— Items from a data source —
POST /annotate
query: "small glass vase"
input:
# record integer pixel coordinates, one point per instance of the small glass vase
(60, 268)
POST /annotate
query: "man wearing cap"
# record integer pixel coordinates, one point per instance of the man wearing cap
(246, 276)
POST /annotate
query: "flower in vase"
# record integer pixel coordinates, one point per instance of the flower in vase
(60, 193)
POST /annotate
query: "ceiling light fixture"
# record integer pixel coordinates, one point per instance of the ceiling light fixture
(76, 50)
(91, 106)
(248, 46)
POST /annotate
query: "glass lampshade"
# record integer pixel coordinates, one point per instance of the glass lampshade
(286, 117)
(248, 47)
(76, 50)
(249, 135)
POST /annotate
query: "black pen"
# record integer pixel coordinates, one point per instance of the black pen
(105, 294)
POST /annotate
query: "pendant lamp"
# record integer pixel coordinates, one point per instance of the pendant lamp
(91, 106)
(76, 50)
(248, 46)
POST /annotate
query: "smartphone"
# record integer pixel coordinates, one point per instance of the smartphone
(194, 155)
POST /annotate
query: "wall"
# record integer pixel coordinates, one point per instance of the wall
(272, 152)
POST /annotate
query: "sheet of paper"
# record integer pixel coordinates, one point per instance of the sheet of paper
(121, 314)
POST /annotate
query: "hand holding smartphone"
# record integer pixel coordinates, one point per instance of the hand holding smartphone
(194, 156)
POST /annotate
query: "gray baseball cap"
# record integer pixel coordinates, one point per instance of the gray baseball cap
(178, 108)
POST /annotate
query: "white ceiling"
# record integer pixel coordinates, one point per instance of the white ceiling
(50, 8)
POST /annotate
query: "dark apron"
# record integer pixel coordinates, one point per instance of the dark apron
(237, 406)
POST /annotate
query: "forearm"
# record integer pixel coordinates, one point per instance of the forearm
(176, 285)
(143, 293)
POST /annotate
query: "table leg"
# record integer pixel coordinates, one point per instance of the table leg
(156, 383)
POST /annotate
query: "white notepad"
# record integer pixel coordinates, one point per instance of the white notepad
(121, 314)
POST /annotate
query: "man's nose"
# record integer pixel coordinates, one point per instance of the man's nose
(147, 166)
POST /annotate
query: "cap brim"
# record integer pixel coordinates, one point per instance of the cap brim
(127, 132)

— THE PROBLEM —
Starting at the line that contains "the white notepad", return every line through the last one above, exactly as written.

— WORKED SOLUTION —
# record integer pixel coordinates, one point per instance of the white notepad
(121, 314)
POST /annotate
query: "man's nose"
# record integer pixel coordinates, one point per instance of the man's nose
(147, 166)
POST /annotate
query: "cap brim"
# record integer pixel coordinates, one point per instance of the cap brim
(127, 132)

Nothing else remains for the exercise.